In the forum thread about the Hoplias malabaricus, how much did Fomoris pay for the fish?

-- begin TEXT BLOCK --

# My Piranha Eater (new pics and vids added)



## Fomoris

Hi all !!! Today is a great day !!! I have finally received my Hoplias malabaricus... They are very rare around here (France) and it's very difficult to find one... I was searching around for about 1 year !!! I think there aren't more than 2 or 3 specimens in the whole France !!! He is 8.5" and I paid 35€ for him !!!

Here are the pics (he is in that temporary tank for about 2 hours) :










































His 16 US Gallons temporary tank... I will finish his 66 US Gallons tank within 2 or 3 days !!!










Some of my community amazonian tank fish :

Pterophyllum scalare








Male Apistogramma cacatuoides








Female Ancistrus dolichopterus








An other of the same Ancistrus dolichopterus









That's all... What do you think of him ??? I will update with new pics when he will go in his real tank









JorgeRemigio : Finally, I think that it's a great looking malabaricus... You were right









EDIT : Videos are added few messages later


----------



## SLICKPULLAHO

[quote name='Fomoris' date='Mar 16 2006, 04:42 PM' post='1404396']























Hi all !!! Today is a great day !!! I have finally received my Hoplias malabaricus... They are very rare around here (France) and it's very difficult to find one... I was searching around for about 1 year !!! I think there aren't more than 2 or 3 specimens in the whole France !!! He is 8.5" and I paid 35€ for him !!!

-- end TEXT BLOCK --
-- begin GIVEN INFORMATION --

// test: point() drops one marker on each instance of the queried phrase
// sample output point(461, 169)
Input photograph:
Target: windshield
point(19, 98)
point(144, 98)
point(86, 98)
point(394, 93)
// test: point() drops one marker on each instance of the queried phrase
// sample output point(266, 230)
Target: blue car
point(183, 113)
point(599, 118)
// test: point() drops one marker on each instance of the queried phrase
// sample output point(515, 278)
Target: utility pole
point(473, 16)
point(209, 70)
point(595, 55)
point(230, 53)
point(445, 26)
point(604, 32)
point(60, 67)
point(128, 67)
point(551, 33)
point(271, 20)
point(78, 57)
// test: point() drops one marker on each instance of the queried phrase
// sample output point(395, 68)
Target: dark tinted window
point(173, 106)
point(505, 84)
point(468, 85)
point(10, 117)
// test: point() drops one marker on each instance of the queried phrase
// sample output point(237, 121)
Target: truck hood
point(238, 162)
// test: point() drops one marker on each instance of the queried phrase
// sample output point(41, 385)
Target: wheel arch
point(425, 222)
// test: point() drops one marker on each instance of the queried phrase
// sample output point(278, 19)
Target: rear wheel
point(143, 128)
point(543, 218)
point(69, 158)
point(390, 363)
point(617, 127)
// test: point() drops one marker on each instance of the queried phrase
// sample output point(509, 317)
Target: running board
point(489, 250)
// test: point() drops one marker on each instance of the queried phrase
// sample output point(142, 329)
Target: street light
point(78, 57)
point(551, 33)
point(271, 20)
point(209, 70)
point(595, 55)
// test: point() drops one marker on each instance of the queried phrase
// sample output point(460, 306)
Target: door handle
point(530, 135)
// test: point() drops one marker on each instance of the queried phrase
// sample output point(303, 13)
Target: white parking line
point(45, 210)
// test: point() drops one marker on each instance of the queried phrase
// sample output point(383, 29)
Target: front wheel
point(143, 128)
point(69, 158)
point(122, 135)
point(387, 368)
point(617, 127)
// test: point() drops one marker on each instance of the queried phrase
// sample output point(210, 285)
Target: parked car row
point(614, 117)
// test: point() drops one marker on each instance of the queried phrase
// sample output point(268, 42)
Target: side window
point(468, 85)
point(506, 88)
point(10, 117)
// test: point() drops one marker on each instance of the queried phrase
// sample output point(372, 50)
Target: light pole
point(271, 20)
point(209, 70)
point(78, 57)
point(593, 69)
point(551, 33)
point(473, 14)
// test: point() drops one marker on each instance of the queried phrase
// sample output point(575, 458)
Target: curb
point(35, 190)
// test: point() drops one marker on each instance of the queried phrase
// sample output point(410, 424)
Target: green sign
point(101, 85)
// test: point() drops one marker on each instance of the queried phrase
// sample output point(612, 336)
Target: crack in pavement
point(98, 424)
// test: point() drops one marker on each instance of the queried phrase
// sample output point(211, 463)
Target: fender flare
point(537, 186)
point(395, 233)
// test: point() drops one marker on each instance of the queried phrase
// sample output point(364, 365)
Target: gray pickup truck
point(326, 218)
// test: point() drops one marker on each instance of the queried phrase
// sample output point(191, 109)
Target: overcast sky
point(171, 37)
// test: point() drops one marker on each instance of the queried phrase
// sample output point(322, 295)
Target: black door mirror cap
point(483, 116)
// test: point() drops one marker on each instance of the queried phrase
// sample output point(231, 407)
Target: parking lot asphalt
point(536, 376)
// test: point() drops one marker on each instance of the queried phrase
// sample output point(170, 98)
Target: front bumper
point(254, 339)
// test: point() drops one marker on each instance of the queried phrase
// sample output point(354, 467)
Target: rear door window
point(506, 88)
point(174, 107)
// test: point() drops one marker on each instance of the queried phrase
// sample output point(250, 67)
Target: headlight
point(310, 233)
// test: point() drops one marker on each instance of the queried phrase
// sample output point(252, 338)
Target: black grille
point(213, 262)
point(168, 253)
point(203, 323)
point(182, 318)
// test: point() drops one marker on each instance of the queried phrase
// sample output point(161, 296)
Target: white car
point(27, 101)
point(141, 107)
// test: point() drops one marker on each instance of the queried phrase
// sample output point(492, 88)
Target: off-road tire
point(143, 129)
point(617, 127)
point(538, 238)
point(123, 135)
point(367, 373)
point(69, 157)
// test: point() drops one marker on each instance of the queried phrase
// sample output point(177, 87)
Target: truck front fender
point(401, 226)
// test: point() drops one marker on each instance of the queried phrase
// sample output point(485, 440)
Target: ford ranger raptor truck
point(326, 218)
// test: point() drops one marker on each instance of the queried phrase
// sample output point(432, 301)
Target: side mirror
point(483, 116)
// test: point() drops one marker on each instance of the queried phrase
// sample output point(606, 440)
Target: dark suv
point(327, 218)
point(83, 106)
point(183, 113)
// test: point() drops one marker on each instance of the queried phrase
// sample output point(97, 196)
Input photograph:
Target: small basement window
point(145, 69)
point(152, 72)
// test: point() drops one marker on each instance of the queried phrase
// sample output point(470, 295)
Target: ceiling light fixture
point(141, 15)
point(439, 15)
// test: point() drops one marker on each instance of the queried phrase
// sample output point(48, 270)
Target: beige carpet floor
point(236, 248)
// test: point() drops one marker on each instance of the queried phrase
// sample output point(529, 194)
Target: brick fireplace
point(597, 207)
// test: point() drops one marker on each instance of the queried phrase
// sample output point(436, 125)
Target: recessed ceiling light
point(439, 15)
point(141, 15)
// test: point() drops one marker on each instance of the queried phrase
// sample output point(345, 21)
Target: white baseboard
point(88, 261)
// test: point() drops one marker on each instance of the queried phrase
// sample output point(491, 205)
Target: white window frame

-- end GIVEN INFORMATION --

#### WRITTEN REPLY
35€